• [SOURCE]
--
Distributed Leadership in Practice

 It is clear as one reads through the literature that there are several definitions of what distributed leadership can look like. Coleman (2011) speaks directly to this issue arguing that the biggest problem with distributed leadership is that the “term remains vague and misunderstood”, that while there are many definitions, not enough research has been done to see how these models operate in practice.

Margolis and Huggins (2012) believe that formal leadership and delineation of roles serves a purpose and role in distributing leadership. It is in my opinion however, that this model of distributed leadership is superficial and does not provide the conditions necessary for leadership to emerge from all areas within a school or organization. One of the key challenges in allowing for a model of distributed leadership that encourages all to participate is the challenge of time. It is widely believed within a school building that when teachers have the opportunity to collaborate and to work together, that greater trust and understanding can be developed amongst a staff. Hargreaves and Fink (2006) explain that teachers learn best when they regularly work together and break down the isolation that exists within schools. With increasing cuts in education and more complex classrooms, providing the time and space needed to form these connections has been an ongoing challenge within schools.
--
• [INFORMATION SHOWN]

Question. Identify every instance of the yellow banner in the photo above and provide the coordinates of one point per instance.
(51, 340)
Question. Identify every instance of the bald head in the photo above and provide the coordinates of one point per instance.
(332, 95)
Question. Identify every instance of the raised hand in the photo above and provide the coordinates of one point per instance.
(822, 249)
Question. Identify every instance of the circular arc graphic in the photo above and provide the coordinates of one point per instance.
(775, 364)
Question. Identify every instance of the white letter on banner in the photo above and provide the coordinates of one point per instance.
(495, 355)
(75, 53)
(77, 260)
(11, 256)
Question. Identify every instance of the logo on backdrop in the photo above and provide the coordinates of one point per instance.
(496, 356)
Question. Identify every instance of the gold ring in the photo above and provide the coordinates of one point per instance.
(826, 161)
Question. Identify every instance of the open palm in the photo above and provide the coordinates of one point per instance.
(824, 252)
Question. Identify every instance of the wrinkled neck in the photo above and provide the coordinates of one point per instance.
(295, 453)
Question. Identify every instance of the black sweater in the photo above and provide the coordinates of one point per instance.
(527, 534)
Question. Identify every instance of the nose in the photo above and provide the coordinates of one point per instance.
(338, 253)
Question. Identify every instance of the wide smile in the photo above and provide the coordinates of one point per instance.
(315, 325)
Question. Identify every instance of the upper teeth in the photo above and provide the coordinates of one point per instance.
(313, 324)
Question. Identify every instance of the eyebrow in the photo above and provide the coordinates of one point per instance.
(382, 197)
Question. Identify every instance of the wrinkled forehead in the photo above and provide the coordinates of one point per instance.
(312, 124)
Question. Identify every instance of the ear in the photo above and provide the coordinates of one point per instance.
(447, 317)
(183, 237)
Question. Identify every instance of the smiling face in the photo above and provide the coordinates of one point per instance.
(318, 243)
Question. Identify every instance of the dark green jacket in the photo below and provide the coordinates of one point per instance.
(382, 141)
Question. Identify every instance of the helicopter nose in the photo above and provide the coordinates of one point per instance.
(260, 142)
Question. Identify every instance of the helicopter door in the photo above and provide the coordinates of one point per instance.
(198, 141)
--
• [DIRECTIONS]
**a.** In the passage on distributed leadership, what does Coleman (2011) call the biggest problem with distributed leadership?
**b.** Decide whether each statement agrees with the passage on distributed leadership, answering yes or no and quoting the deciding words: (i) Hargreaves and Fink (2006) explain that teachers learn best when they regularly work together. (ii) The writer regards the model described by Margolis and Huggins (2012) as thorough. (iii) Cuts in education have made it easier to give teachers time to form connections.
**c.** Carry on the passage on distributed leadership from its last sentence.

• [FINAL RESULTS]
**a.** Coleman says the term remains vague and misunderstood.

**b.**
(i) Yes: "teachers learn best when they regularly work together"
(ii) No: "this model of distributed leadership is superficial"
(iii) No: "providing the time and space needed to form these connections has been an ongoing challenge within schools"

**c.**
While distributed leadership has been largely linear in approach through a hierarchical organizational model, I believe that new patterns of leadership are beginning to emerge. These environments recognize that leadership is not positional, but rather relational. Watson and Scribner (2007) discuss how examples of emergent leadership exists outside formal leadership structures. I have seen this in my own context, with individuals pursuing a project of personal interest and/or passion. These pursuits however are in addition to instead of embedded with a teacher’s mandated responsibilities. While pockets emerge, they often have to emerge outside of formal school structures, teachers meet on their own time in order to develop creative solutions.


While distributed leadership is largely considered a positive way to lead, but how it is interpreted and ultimately applied varies greatly from school to school. Successful implementation of a leadership model that allows for the emergence of leadership to occur from all areas within an organization is dependent on a shared vision along with the open sharing of values and beliefs amongst members. It is the role of formal leadership to establish conditions that facilitate connections between different members within the organization and to allow to create structures where these ideas can be shared effectively with other members.


Coleman, A. (2011). Towards a blended model of leadership for school-based collaboration.Educational Management Administration & Leadership, 39(296), 296-316. doi: DOI: 10.1177/1741143210393999

Crawford, M. (2012). Solo and distributed leadership: definitions and dilemmas. Educational Management Administration & Leadership, 40, 610-619.

Foundation, E. (2012). Edcamp homepage. Retrieved from

Fullan, M. & Donnelly, K. (2013). Alive in the Swamp: Assessing digital innovations in education.  

Halverson, R. (2006). A distributed leadership perspective on how leaders use artifacts to create professional community in schools. Informally published manuscript, Department of Educational Leadership & Policy Analysis, University of Wisconsin-Madison, Madison.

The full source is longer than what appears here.